*** PROVIDED RECORDS ***
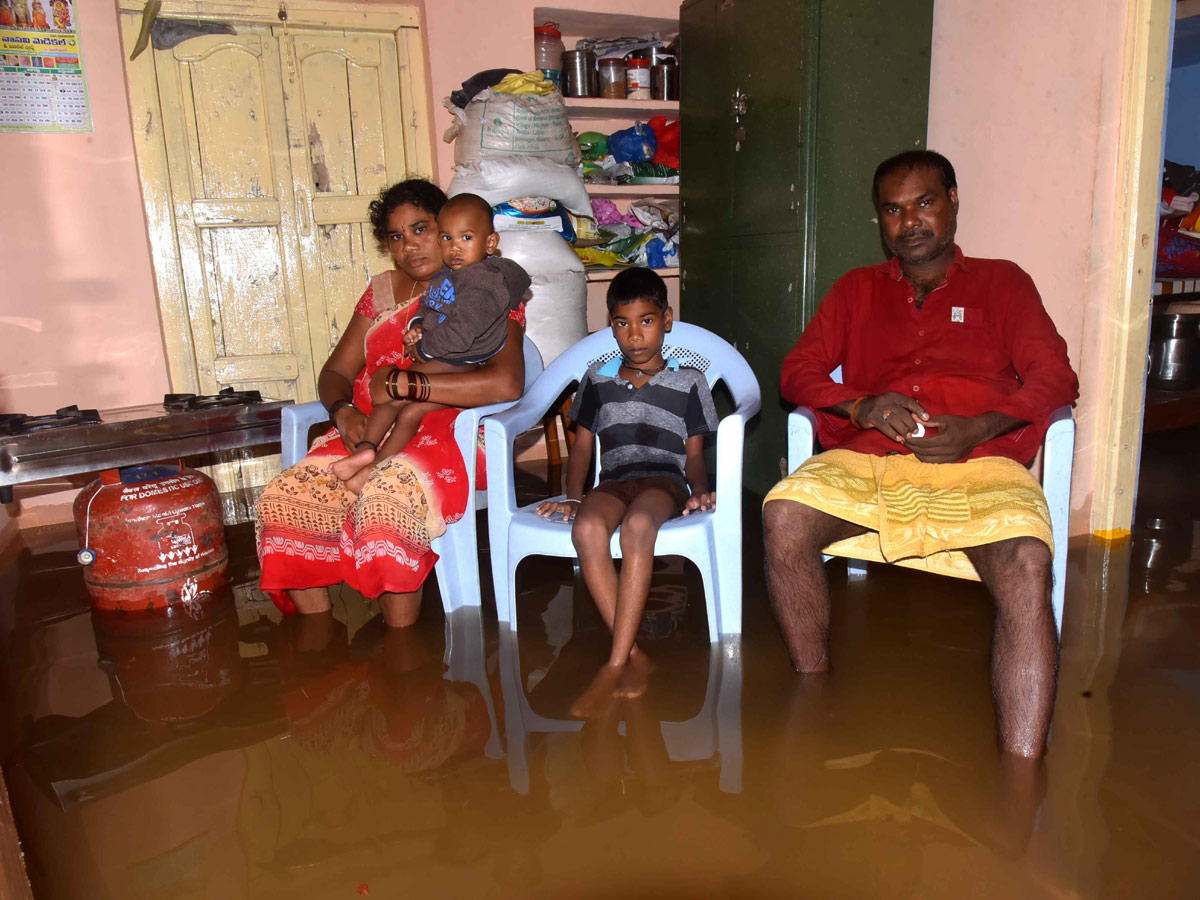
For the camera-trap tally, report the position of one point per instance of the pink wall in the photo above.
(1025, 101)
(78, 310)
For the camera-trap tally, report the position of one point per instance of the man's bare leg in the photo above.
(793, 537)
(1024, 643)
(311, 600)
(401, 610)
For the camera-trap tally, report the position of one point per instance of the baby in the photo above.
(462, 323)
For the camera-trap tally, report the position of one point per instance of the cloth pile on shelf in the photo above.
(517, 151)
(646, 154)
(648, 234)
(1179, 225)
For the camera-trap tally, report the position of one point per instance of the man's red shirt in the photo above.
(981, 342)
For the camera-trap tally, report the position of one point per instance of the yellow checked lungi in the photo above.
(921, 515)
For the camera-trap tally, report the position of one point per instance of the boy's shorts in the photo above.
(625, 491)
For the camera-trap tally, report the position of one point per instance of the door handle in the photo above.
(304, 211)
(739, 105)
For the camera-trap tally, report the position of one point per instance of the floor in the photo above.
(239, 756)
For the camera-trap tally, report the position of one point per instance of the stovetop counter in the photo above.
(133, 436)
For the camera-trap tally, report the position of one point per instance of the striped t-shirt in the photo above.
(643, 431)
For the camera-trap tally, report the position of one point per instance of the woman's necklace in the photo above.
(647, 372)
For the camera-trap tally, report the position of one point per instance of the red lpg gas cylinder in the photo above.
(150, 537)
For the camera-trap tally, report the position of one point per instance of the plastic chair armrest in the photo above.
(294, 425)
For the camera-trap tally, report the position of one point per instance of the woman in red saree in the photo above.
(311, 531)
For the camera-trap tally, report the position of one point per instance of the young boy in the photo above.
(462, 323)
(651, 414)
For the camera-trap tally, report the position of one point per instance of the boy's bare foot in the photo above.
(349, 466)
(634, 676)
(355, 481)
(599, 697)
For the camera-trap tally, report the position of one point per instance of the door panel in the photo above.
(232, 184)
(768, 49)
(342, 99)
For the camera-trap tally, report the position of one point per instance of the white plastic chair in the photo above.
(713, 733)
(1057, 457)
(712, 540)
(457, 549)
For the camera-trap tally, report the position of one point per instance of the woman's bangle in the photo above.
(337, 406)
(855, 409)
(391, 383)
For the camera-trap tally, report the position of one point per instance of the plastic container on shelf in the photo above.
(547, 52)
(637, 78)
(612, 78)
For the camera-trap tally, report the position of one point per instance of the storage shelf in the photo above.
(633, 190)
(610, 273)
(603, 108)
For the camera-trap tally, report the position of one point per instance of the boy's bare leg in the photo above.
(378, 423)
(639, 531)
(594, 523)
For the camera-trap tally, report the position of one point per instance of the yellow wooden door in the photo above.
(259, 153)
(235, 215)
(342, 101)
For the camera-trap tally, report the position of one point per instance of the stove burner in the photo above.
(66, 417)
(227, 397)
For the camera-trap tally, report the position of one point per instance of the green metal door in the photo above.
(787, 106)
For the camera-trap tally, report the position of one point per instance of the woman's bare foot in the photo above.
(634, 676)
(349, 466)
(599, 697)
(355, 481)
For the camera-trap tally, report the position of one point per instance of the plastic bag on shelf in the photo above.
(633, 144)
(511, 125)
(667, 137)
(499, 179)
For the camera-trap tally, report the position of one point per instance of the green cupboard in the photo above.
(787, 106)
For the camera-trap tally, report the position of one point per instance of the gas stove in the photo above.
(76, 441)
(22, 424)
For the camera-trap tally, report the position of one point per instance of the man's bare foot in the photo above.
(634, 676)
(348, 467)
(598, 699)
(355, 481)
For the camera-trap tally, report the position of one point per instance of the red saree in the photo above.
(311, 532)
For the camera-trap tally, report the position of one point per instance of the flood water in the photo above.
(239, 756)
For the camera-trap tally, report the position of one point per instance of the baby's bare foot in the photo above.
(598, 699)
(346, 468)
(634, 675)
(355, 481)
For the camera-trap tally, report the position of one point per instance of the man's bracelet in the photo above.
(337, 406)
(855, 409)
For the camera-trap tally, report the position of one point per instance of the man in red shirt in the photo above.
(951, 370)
***
• ASSIGNED TASK: Please transcribe the entries precisely and omit any images they hold.

• COMPLETED EXERCISE:
For the camera-trap tally, report the position of one point per instance of the pink wall in the photo above.
(1025, 101)
(78, 310)
For the camera-trap tally, report the position of one point per instance of the man's bare leg in the photo above.
(793, 537)
(1024, 643)
(311, 600)
(401, 610)
For the camera-trap tally, report the position of one point per instance of the baby in the photo above.
(462, 323)
For the camera-trap tally, report the position of one point per instance of the cloth pile on shelf in the photo above.
(517, 151)
(646, 154)
(648, 234)
(1179, 225)
For the camera-trap tally, report the position of one point per instance of the man's red shirt in the photo above.
(981, 342)
For the camera-trap tally, report the position of one point per instance of the yellow checked lungi in the photo above.
(921, 515)
For the camera-trap tally, report the position of one point per instance of the boy's shorts in the photo above.
(625, 491)
For the camera-trap tally, report the position of one point per instance of the door handle in the photo above.
(304, 211)
(739, 105)
For the camera-trap tally, report the position of one point per instance of the floor in the photo above.
(239, 756)
For the camera-trap tally, report the position of one point per instance of the stovetop counter in the photo above.
(133, 436)
For the camera-trap tally, report the position of one point per instance of the striped t-shirt in the photo above.
(643, 431)
For the camera-trap tally, report the position of one point per instance of the woman's necklace in the photo above.
(647, 372)
For the camera-trap tally, report the position of one point per instance of the red lpg gas cylinder in the photo above.
(150, 537)
For the camera-trap tally, report the position of one point per instance of the plastic chair armrest in the photo above.
(294, 425)
For the camera-trap tally, report the position of one point per instance of the woman in red saree in the photo above.
(311, 531)
For the camera-trap tally, report the position of one point per instance of the young boy in the photo above.
(462, 323)
(651, 414)
For the camera-trap tally, report the position of one point per instance of the boy's bare foot in the photo above.
(349, 466)
(634, 676)
(355, 481)
(599, 697)
For the camera-trap tally, report the position of one point per instance of the door panel in the photo above.
(232, 184)
(768, 49)
(342, 99)
For the camera-trap tally, report the position of one point per instance of the white plastic chair in the photo above.
(713, 733)
(1057, 457)
(712, 540)
(457, 549)
For the camera-trap tally, report the position of one point per instance of the woman's bangle in the photo above.
(337, 406)
(855, 409)
(391, 383)
For the camera-trap tally, report the position of one point per instance of the plastic container on shelf in the photo above.
(547, 52)
(637, 78)
(612, 78)
For the camera-trap tally, report the position of one point per instance of the storage shelf in the photo above.
(633, 190)
(610, 273)
(603, 108)
For the camera-trap tally, report the position of one point per instance of the boy's bare leg in the photo above.
(378, 423)
(639, 531)
(594, 523)
For the camera-trap tally, report the position of one point per instance of the yellow wooden door in the photo above.
(259, 153)
(235, 215)
(342, 101)
For the camera-trap tally, report the position of one point per instance of the stove burner in the photo above.
(66, 417)
(227, 397)
For the camera-trap tally, report the position of one point per instance of the green metal door in the photo above.
(787, 106)
For the camera-trap tally, report the position of one point per instance of the woman's bare foot in the photo above.
(634, 676)
(349, 466)
(599, 697)
(355, 481)
For the camera-trap tally, report the position of one point per instance of the plastic bag on shelf in the photo above.
(633, 144)
(511, 125)
(667, 137)
(499, 179)
For the camera-trap tally, report the position of one point per instance of the green cupboard in the photo above.
(787, 106)
For the camera-trap tally, report the position of one point per instance of the gas stove in the photo above.
(76, 441)
(22, 424)
For the camera-trap tally, report the position of one point per instance of the man's bare foot in the photo above.
(634, 676)
(348, 467)
(598, 699)
(355, 481)
For the camera-trap tally, report the position of one point per instance of the red saree in the photo above.
(311, 532)
For the camera-trap tally, report the position of one point per instance of the flood water in the photo above.
(239, 756)
For the camera-trap tally, report the position of one point per instance of the baby's bare foot in the photo above.
(598, 699)
(346, 468)
(634, 675)
(355, 481)
For the camera-trap tally, report the position of one point per instance of the man's bracelet in the photo above.
(337, 406)
(855, 409)
For the camera-trap tally, report the position of one point per instance of the man in red shirt in the photo above.
(951, 370)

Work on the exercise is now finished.